#### Work request A:
Copy the order of protection guide from "What does an" up to and including "with the court.".
#### Work request B:
According to the order of protection guide, what does the system provide at the end of the interactive form process?
#### Work request C:
Continue the order of protection guide from where it stops.

#### Page excerpt:
How to Get an Order of Protection

How to Get an Order of Protection

Who can get an Order of Protection?

  • Current or former spouse
  • People who are dating or people who have dated someone living in the house
  • Parent or in-law
  • People related by blood (aunts, uncles, grandparents)
  • People who live together or used to live together
  • People who have a child together

What does an Order of Protection do?

  • Keeps the batterer away from the victim, the victim's home, the victim's job, the victim's church, the victim's school or any other place where the victim may go
  • Makes the batterer move out of the home shared with the victim
  • Decides who will have temporary custody of shared children and sets a temporary visitation schedule
  • Provides for temporary support to the victim and shared children
  • Tells the batterer to not contact the victim

Where do I get an Order of Protection?

  • Find the free interactive form here . This link guides the user through the through the step-by-step process of filling out an order of protection. At the end of the process, the system will provide a downloadable version of all the documents that will be needed to file the legal forms with the court.

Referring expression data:
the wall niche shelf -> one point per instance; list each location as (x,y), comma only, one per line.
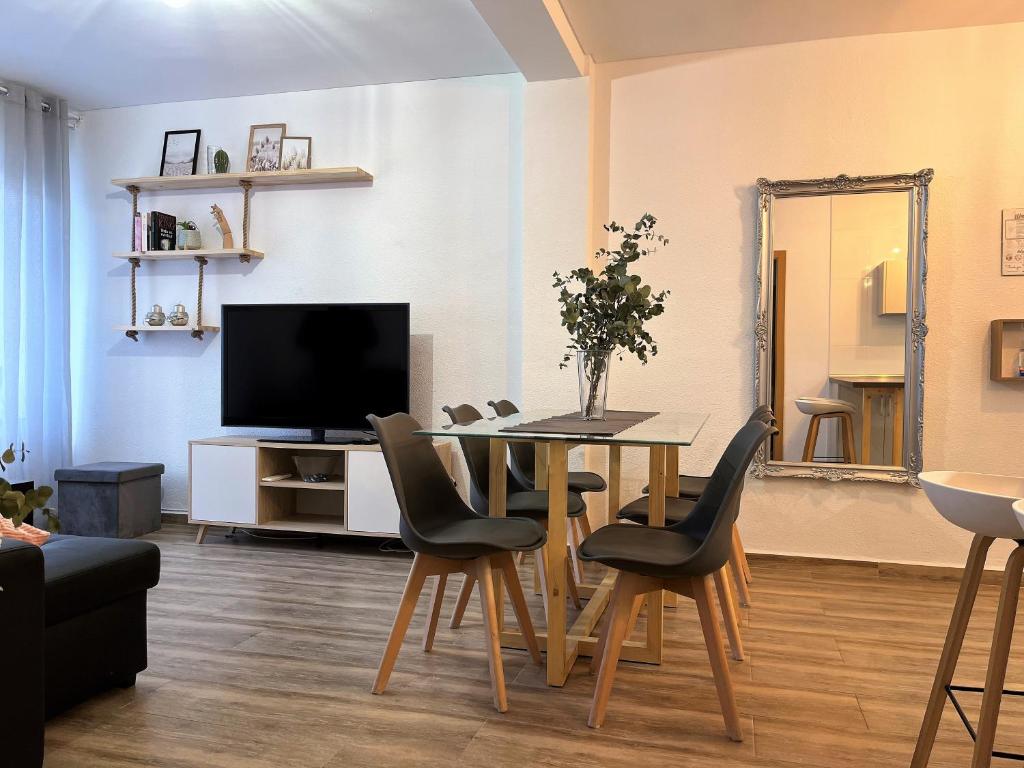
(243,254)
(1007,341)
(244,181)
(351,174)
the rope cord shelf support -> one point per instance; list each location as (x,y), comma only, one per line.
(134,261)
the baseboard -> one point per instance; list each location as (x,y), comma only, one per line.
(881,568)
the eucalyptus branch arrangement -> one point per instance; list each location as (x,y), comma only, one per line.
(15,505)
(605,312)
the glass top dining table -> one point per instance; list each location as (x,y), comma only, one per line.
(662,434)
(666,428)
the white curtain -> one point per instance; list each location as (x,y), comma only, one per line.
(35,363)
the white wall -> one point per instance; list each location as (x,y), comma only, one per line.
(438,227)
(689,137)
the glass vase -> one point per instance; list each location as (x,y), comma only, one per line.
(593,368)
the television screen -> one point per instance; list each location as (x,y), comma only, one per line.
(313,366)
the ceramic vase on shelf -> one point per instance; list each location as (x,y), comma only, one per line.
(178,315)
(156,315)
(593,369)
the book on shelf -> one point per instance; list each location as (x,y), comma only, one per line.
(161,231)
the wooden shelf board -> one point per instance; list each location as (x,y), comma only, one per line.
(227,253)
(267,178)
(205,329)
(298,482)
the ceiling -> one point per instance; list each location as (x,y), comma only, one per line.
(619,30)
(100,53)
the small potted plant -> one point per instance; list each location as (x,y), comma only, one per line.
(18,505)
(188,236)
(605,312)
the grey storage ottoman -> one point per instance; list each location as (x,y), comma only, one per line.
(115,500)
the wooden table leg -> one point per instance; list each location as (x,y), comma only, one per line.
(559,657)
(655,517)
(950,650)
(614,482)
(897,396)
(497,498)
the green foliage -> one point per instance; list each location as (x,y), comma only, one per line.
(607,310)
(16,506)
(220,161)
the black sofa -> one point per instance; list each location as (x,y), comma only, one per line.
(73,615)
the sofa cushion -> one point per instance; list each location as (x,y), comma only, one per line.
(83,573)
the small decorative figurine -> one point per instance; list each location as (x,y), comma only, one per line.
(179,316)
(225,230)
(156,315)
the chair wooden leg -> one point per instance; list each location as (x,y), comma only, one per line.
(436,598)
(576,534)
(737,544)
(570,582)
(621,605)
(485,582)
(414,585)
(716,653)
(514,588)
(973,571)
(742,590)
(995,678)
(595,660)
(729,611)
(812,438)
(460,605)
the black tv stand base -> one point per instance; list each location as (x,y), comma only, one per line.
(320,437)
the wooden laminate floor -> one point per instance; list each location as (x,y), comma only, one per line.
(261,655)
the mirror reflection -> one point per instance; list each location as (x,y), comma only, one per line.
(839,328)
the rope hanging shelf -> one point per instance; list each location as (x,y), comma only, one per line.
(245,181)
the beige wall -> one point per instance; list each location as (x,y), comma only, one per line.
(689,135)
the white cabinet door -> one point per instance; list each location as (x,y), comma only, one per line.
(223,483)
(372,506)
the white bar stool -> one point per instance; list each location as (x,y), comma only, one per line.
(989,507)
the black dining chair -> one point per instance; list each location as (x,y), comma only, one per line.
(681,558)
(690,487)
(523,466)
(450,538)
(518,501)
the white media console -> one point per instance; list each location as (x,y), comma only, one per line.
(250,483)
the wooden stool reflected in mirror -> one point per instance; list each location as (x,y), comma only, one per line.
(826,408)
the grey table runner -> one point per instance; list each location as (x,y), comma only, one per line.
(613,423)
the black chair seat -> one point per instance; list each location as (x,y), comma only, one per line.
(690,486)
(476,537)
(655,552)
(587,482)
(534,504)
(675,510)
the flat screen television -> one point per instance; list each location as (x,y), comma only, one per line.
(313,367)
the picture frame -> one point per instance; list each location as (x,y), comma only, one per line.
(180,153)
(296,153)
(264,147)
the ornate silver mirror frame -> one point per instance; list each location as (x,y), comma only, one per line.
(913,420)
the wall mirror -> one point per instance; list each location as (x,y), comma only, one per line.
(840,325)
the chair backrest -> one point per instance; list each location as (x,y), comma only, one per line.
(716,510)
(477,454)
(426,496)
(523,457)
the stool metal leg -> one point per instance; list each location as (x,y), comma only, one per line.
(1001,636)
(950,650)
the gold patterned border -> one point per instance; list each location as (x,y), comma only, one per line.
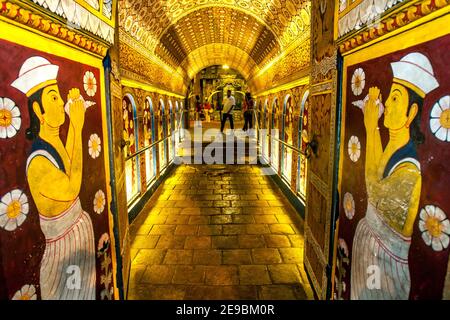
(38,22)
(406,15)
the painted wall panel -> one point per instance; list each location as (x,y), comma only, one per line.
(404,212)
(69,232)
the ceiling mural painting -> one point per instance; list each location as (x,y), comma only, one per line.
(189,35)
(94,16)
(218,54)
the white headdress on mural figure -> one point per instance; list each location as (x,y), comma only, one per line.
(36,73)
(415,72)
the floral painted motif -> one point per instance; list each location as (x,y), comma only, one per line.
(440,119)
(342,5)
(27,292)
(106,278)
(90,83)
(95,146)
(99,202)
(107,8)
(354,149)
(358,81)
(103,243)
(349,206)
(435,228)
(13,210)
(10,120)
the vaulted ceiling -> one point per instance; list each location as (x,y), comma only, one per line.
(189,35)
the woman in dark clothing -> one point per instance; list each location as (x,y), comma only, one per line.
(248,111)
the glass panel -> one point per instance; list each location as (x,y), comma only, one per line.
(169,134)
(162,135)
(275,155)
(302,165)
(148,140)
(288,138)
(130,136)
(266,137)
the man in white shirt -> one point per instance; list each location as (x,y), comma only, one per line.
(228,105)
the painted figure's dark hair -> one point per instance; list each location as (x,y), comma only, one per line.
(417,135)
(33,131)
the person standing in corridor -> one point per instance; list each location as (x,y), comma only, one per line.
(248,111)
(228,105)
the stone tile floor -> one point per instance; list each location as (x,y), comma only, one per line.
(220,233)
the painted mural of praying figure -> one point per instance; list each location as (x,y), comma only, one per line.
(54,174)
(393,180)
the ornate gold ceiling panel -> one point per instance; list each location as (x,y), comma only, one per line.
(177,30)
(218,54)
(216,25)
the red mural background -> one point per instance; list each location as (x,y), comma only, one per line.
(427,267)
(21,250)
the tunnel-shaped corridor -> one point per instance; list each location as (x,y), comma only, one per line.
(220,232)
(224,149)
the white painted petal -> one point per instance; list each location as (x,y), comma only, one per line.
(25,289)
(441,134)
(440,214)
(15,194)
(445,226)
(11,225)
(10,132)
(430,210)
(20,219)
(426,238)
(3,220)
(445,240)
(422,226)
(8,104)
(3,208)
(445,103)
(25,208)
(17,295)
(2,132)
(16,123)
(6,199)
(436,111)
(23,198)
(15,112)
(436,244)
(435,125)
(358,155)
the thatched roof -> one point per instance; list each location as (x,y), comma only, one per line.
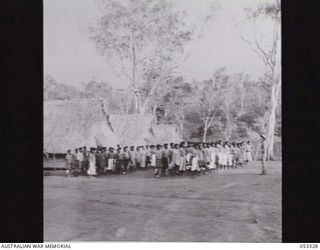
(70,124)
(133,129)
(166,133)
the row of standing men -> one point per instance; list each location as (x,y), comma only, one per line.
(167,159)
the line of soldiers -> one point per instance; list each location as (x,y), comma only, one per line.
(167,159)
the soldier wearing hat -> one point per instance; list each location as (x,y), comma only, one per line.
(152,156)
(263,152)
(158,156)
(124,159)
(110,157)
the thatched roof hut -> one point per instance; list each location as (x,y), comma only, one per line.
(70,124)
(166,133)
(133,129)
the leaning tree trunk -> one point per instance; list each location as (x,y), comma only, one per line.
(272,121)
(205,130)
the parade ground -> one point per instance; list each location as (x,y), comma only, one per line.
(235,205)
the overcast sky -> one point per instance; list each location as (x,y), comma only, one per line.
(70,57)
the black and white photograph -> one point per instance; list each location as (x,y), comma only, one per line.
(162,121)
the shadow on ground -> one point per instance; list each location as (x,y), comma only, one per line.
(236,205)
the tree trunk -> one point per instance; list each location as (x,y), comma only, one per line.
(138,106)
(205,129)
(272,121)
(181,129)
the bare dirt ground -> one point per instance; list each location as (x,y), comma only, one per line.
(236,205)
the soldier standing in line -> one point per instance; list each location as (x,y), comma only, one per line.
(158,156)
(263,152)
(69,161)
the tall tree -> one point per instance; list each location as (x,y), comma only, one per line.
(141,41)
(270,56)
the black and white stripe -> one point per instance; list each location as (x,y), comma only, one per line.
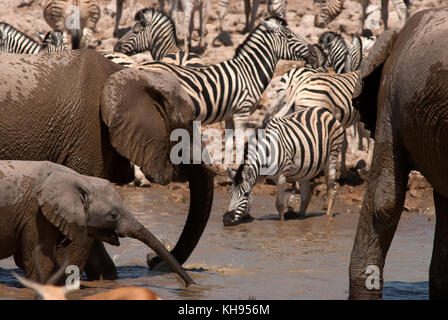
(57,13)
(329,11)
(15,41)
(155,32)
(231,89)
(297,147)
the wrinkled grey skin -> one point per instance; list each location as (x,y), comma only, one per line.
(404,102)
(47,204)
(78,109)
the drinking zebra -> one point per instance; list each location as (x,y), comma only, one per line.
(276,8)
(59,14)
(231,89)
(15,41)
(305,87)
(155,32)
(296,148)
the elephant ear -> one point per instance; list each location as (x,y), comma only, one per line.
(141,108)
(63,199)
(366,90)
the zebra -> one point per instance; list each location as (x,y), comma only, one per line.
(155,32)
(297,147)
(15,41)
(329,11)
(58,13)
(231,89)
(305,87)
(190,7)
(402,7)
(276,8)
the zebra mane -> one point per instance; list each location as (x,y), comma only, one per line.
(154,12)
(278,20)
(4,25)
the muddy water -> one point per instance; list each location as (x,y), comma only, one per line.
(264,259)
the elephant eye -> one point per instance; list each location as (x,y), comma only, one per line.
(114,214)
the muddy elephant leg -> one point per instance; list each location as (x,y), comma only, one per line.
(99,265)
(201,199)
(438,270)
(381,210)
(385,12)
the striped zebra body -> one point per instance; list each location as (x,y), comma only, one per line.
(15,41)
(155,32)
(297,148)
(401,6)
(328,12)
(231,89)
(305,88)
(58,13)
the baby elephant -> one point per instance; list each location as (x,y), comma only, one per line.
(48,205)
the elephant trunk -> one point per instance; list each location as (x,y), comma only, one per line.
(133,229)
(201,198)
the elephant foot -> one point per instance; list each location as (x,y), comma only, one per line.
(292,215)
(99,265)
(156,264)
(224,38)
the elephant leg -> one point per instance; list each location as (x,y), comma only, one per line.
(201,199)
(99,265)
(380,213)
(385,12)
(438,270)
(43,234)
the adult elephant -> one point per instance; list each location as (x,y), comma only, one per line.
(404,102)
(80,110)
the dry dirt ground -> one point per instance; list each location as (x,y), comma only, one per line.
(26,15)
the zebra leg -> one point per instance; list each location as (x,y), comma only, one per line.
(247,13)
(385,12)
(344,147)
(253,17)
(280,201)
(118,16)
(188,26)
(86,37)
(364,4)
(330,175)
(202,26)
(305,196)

#### Response box A:
What does an Order of Protection do?

  • Keeps the batterer away from the victim, the victim's home, the victim's job, the victim's church, the victim's school or any other place where the victim may go
  • Makes the batterer move out of the home shared with the victim
  • Decides who will have temporary custody of shared children and sets a temporary visitation schedule
  • Provides for temporary support to the victim and shared children
  • Tells the batterer to not contact the victim

Where do I get an Order of Protection?

  • Find the free interactive form here . This link guides the user through the through the step-by-step process of filling out an order of protection. At the end of the process, the system will provide a downloadable version of all the documents that will be needed to file the legal forms with the court.

#### Response box B:
A downloadable version of all the documents needed to file the legal forms with the court.

#### Response box C:
  • Once the legal forms are filled out, the victim takes those forms to the county courthouse where the victim lives, where the batterer lives, or where the abuse happened. If the victim is staying in a shelter, they should go to the county courthouse closest to the shelter. Please visit the Arkansas Legal Services Partnership web site for additional information regarding "Getting an Order of Protection"
  • There is no charge for filing an Order of Protection. The clerk at the courthouse will look at the form to be sure all the spaces are filled in. The victim is NOT required to put their physical address on the petition but the court will need a mailing address.
  • There may also be a domestic violence victim advocate available to help

The judge didn't grant the Order of Protection. What's next?

  • The judge may have questions about the petition. The judge may need additional information.
  • The victim has the right to explain to the judge why the Order of Protection is needed - this may require asking the clerk to set a hearing.

The judge did grant the Order of Protection. What's next?

  • If the judge finds claims of domestic abuse requiring immediate protection, the judge will sign an "Ex Parte Order of Protection." This is a Temporary Order of Protection. The judge will set a court hearing within 30 days, so that the judge can decide if a permanent Order of Protection is necessary and how long the permanent order should last.
  • The victim will be required to take the Temporary Order of Protection to the sheriff's office. The batterer, also listed as "respondent" on the Temporary Order of Protection, will need to be notified that they are required to stay away from the victim and notified that a court hearing has been set to decide if a permanent order is necessary. In order to provide the "respondent" with notice, the sheriff's department will need to find and serve this person so the victim will need to give the sheriff's office as much information as possible. The sheriff will not charge for this service.
  • The victim MUST attend the permanent hearing.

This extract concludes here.